• Exercise goal: Lay out the lines of the rows as a Markdown table with the columns Number and Text, starting at the line that contains "put a marker on the chimney" and ending at the last line of the rows. Leave out any blank lines.
==== Supplied material ====
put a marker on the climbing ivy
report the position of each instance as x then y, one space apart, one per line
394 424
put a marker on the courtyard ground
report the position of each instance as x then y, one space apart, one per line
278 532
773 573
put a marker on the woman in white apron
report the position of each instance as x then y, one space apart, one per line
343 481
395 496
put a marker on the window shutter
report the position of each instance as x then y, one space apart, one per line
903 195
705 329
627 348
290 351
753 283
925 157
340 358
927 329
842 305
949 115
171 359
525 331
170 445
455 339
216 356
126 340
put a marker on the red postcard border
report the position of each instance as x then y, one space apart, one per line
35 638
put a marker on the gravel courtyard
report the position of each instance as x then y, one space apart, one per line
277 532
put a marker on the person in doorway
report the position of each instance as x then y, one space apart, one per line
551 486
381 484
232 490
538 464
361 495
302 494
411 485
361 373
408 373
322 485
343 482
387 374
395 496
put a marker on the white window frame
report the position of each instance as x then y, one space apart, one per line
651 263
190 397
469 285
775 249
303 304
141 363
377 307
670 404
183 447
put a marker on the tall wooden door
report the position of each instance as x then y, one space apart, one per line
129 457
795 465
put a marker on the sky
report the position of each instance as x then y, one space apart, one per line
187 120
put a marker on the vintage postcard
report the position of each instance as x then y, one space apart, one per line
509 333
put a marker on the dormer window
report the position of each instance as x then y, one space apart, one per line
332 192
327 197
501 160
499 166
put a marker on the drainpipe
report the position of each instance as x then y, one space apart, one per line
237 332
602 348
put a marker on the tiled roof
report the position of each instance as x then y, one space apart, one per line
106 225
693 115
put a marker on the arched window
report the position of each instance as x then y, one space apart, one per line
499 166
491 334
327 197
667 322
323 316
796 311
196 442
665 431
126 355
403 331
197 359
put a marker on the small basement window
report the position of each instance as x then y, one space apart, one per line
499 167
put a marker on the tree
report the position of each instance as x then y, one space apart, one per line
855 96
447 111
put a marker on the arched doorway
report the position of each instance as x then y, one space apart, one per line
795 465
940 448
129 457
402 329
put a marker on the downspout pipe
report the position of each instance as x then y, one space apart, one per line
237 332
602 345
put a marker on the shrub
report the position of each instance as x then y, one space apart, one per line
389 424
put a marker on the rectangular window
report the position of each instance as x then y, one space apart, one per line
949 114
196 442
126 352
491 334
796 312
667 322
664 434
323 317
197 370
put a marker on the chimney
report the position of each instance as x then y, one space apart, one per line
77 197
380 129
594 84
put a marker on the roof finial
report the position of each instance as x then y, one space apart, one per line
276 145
====
• Solution to this task:
| Number | Text |
|---|---|
| 1 | put a marker on the chimney |
| 2 | report the position of each instance as x then y, one space apart, one per line |
| 3 | 77 197 |
| 4 | 380 129 |
| 5 | 594 84 |
| 6 | put a marker on the roof finial |
| 7 | report the position of each instance as x then y, one space apart, one per line |
| 8 | 276 145 |